• Instructions to follow
Starting with the line containing "Where can you spot the horizontal" and going on through the end of the records, write those lines out again with "metal" swapped for "steel" and everything else kept the same.

--- BEGIN Records for this exercise ---

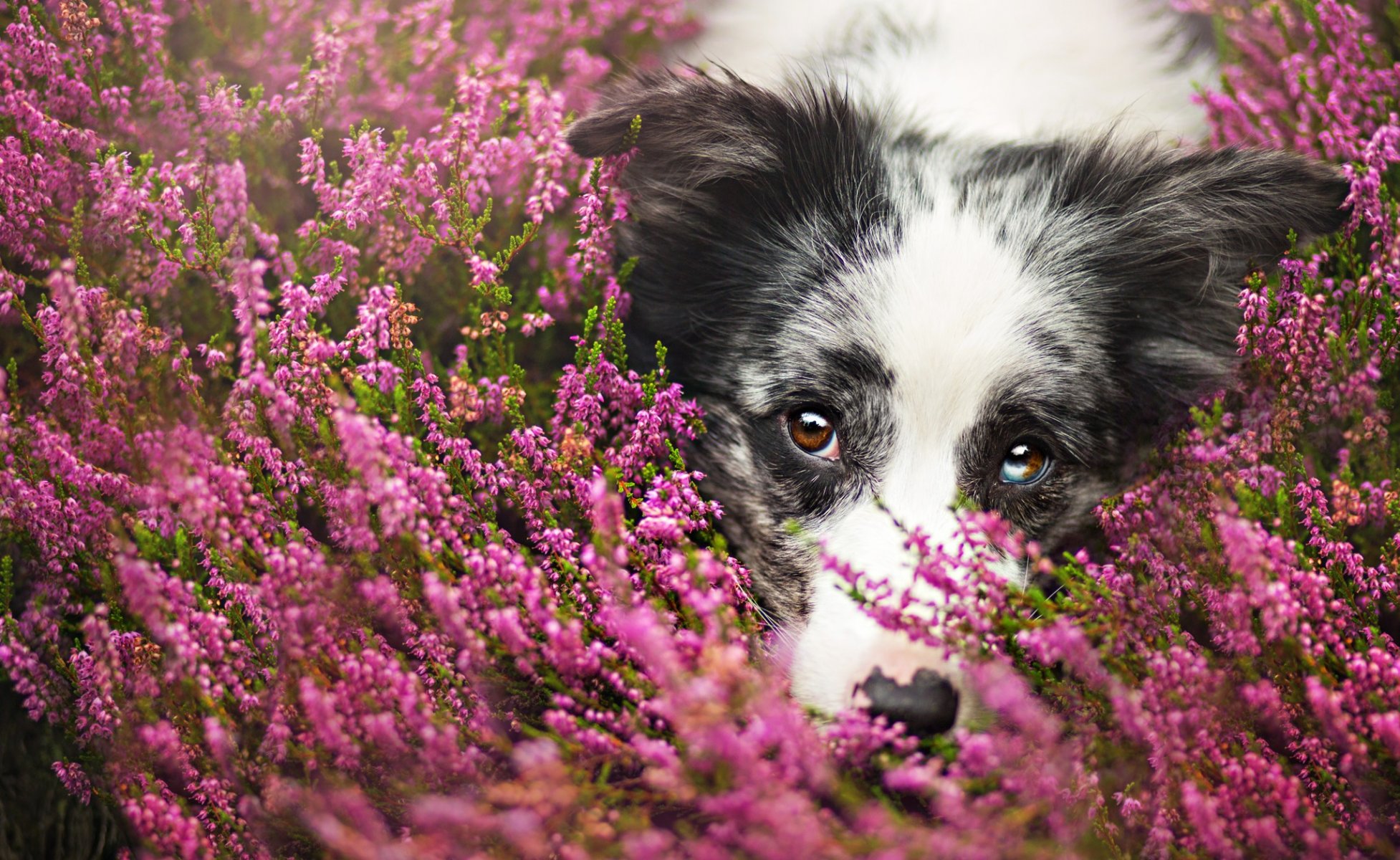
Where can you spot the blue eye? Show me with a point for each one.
(1025, 462)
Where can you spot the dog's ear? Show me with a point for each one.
(729, 178)
(1162, 243)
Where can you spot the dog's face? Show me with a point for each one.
(876, 321)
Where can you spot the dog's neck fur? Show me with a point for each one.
(1005, 70)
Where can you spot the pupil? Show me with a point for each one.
(1024, 464)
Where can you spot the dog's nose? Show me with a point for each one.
(927, 705)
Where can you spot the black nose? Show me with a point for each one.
(926, 706)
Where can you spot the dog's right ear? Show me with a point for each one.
(727, 180)
(695, 129)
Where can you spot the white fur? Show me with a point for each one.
(951, 328)
(955, 302)
(1005, 69)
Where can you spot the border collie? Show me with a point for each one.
(906, 249)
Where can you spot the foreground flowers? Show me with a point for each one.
(332, 517)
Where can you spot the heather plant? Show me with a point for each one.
(336, 519)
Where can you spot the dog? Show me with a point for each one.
(911, 249)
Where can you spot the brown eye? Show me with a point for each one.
(1025, 462)
(814, 433)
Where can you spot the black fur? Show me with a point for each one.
(755, 211)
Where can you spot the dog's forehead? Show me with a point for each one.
(945, 315)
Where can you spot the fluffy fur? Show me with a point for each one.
(873, 239)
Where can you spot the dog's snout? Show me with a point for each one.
(927, 705)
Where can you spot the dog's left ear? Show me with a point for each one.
(1161, 243)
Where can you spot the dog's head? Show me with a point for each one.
(876, 321)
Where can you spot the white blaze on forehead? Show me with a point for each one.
(951, 325)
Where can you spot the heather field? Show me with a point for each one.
(336, 519)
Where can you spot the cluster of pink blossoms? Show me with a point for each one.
(334, 522)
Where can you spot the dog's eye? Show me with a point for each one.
(815, 433)
(1025, 462)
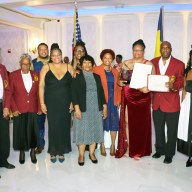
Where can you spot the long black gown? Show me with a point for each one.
(185, 147)
(57, 100)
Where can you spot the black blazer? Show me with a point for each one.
(78, 92)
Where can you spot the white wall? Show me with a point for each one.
(118, 32)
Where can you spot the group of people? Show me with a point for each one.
(49, 86)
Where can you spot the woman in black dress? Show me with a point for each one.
(55, 79)
(184, 143)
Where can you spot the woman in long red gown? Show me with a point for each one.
(134, 138)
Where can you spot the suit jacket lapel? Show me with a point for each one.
(170, 68)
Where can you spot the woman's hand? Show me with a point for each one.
(43, 108)
(78, 113)
(16, 113)
(144, 90)
(104, 112)
(121, 83)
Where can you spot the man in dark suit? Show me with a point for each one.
(4, 119)
(42, 59)
(166, 105)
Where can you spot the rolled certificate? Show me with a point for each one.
(158, 83)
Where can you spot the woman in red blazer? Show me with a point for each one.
(25, 106)
(109, 78)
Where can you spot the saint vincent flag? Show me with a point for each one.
(159, 36)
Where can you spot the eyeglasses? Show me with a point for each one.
(80, 50)
(26, 65)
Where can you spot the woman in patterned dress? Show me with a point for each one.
(109, 78)
(90, 106)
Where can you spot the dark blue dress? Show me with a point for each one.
(111, 123)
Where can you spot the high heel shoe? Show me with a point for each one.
(112, 150)
(33, 156)
(93, 161)
(61, 158)
(188, 163)
(53, 159)
(81, 163)
(137, 157)
(102, 150)
(22, 157)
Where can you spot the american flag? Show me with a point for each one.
(77, 29)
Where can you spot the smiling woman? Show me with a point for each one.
(90, 106)
(56, 78)
(25, 107)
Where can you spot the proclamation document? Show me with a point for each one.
(140, 75)
(157, 83)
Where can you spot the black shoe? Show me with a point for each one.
(188, 163)
(8, 165)
(167, 160)
(81, 163)
(33, 156)
(156, 155)
(22, 157)
(93, 161)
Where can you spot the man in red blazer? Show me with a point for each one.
(4, 119)
(166, 105)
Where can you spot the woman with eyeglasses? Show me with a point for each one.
(79, 51)
(90, 108)
(109, 78)
(134, 137)
(25, 107)
(55, 83)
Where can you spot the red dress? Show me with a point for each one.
(139, 123)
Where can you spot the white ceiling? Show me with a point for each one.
(61, 8)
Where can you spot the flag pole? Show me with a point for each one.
(75, 19)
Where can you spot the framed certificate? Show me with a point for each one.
(157, 83)
(140, 75)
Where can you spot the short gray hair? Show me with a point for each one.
(25, 55)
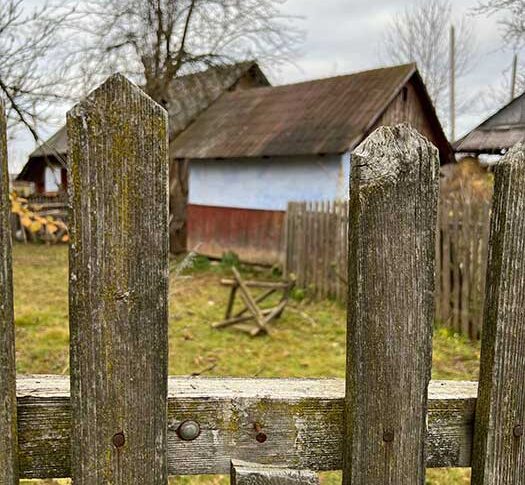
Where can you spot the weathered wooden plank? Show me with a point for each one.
(445, 263)
(8, 438)
(302, 420)
(393, 212)
(118, 285)
(499, 447)
(246, 473)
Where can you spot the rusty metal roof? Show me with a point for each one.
(497, 133)
(323, 116)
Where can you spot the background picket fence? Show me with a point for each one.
(119, 418)
(316, 249)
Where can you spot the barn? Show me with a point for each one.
(253, 151)
(249, 148)
(498, 133)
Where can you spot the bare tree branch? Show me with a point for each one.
(511, 17)
(153, 41)
(30, 75)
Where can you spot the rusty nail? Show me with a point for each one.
(119, 440)
(189, 430)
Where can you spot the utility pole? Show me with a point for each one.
(513, 77)
(452, 84)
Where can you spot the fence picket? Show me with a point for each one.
(118, 286)
(499, 442)
(8, 428)
(393, 208)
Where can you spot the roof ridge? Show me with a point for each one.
(408, 65)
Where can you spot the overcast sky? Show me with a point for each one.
(343, 36)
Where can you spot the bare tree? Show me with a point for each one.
(29, 74)
(511, 15)
(421, 34)
(154, 41)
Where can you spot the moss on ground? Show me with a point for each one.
(308, 341)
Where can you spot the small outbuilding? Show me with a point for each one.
(498, 133)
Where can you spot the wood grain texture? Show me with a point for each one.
(393, 211)
(8, 436)
(500, 417)
(246, 473)
(302, 419)
(118, 285)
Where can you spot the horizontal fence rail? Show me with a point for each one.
(119, 419)
(302, 420)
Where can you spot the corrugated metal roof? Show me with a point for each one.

--- END Records for this exercise ---

• Answer to this exercise
Where can you spot the horizontal fence rail? Show me with a point for each one.
(119, 419)
(302, 420)
Where can you spot the corrugated steel roof? Show me with a point for each one.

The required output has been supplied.